→ Given problem: Would you retype all of these records exactly?

→ Information supplied:
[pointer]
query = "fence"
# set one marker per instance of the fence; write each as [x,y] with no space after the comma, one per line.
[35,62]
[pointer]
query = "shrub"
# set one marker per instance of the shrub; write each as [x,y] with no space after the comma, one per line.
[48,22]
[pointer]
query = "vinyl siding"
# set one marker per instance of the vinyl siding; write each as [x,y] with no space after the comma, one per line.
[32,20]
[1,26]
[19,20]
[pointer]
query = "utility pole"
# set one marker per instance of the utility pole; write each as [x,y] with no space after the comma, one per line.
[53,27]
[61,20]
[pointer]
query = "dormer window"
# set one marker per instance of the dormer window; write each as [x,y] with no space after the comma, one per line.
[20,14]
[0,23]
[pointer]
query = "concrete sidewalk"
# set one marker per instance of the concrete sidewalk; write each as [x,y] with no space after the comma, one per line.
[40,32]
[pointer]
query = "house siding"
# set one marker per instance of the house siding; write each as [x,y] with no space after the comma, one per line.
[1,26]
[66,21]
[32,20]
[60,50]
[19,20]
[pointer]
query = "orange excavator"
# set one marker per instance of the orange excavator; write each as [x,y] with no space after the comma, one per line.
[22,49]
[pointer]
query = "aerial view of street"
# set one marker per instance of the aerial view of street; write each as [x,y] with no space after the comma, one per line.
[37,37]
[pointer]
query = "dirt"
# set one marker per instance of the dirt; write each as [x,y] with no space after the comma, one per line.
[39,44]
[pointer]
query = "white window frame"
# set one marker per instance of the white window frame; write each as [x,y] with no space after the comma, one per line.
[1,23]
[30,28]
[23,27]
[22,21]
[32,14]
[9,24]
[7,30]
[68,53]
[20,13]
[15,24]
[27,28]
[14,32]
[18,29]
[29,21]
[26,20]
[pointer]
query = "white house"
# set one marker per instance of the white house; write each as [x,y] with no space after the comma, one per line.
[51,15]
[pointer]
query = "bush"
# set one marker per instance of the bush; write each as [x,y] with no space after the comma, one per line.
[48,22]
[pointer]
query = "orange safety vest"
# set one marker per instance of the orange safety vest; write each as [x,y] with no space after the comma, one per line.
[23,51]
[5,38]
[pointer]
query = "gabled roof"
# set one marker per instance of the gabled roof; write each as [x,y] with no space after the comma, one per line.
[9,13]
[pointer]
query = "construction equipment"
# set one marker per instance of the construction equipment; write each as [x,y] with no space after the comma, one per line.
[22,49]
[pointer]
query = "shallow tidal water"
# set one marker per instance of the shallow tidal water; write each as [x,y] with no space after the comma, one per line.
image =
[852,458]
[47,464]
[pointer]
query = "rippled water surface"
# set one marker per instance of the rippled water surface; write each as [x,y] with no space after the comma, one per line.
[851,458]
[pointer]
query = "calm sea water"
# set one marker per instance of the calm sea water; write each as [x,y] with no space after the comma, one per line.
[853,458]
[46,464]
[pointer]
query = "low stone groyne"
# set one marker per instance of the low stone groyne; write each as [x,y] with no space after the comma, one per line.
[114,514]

→ Full response:
[pointer]
query = "fence"
# set one marker per instance of the fence; write each as [x,y] with no space after the comma, one per line.
[35,62]
[pointer]
query = "shrub"
# set one marker per instance of the shrub; write each as [x,y] with no space after the comma, one per line.
[48,22]
[pointer]
query = "vinyl siding"
# set one marker per instance of the vinyl siding; write each as [x,y] with no space after the comma, one per line.
[32,20]
[1,26]
[19,20]
[pointer]
query = "utility pole"
# set one marker per instance of the utility pole; write each as [x,y] with no space after the comma, one per line.
[53,27]
[61,20]
[pointer]
query = "dormer window"
# set one marker per instance of the dormer window; write each as [x,y] with no space after the comma, one per line.
[20,14]
[0,23]
[pointer]
query = "concrete sidewalk"
# set one marker per instance of the concrete sidewalk; write each as [x,y] with no space after the comma, one per line.
[40,32]
[pointer]
query = "house siding"
# set one marker per instance of the house siding; write each as [x,y] with no space after the comma, one per line.
[1,26]
[66,21]
[32,20]
[60,50]
[19,20]
[pointer]
query = "orange excavator"
# set one marker per instance of the orange excavator; write each as [x,y] with no space after the comma, one per line.
[22,49]
[pointer]
query = "aerial view of street"
# set one marker per instance of the aerial view of street; write each as [x,y] with no space after the comma, one per line.
[37,37]
[pointer]
query = "dirt"
# set one marker per instance of the dirt; write each as [x,y] with no space after the comma, one per line.
[39,44]
[pointer]
query = "white window frame"
# set one marker per instance of the white window frame; write each as [x,y] with no space after the comma, one per line.
[1,23]
[30,28]
[23,27]
[22,21]
[32,14]
[9,24]
[7,30]
[68,53]
[20,13]
[15,24]
[27,28]
[14,32]
[18,29]
[29,21]
[26,20]
[pointer]
query = "white house"
# set one marker per instance of the white house; write each as [x,y] with no space after the comma, one per line.
[51,15]
[pointer]
query = "bush"
# set one marker per instance of the bush; write each as [x,y] with no space after the comma, one per line.
[48,22]
[pointer]
query = "orange safety vest"
# set one marker per instance of the orange safety vest; write each as [x,y] with no space after the comma, one per line.
[23,51]
[5,38]
[pointer]
query = "gabled roof"
# set one marker per instance of the gabled roof; write each as [x,y] with no space after the comma, one per line.
[9,13]
[pointer]
query = "construction equipment"
# set one marker per instance of the construction equipment; write each as [x,y] with no space after the comma, one per line.
[22,49]
[pointer]
query = "shallow tidal water"
# set one marker per instance of the shallow tidal water; write each as [x,y] with no space after the comma, one per line.
image =
[852,458]
[47,464]
[pointer]
query = "rippled water surface"
# set one marker per instance of the rippled water surface; write each as [x,y] with no space after the comma, one per line.
[851,458]
[pointer]
query = "calm sea water"
# set one marker per instance of the calm sea water; write each as [x,y] with no space after the comma, one per line.
[853,458]
[46,464]
[pointer]
query = "low stone groyne"
# set one marker per instance of the low stone groyne; write each as [x,y] with no space after the comma, one per line.
[114,514]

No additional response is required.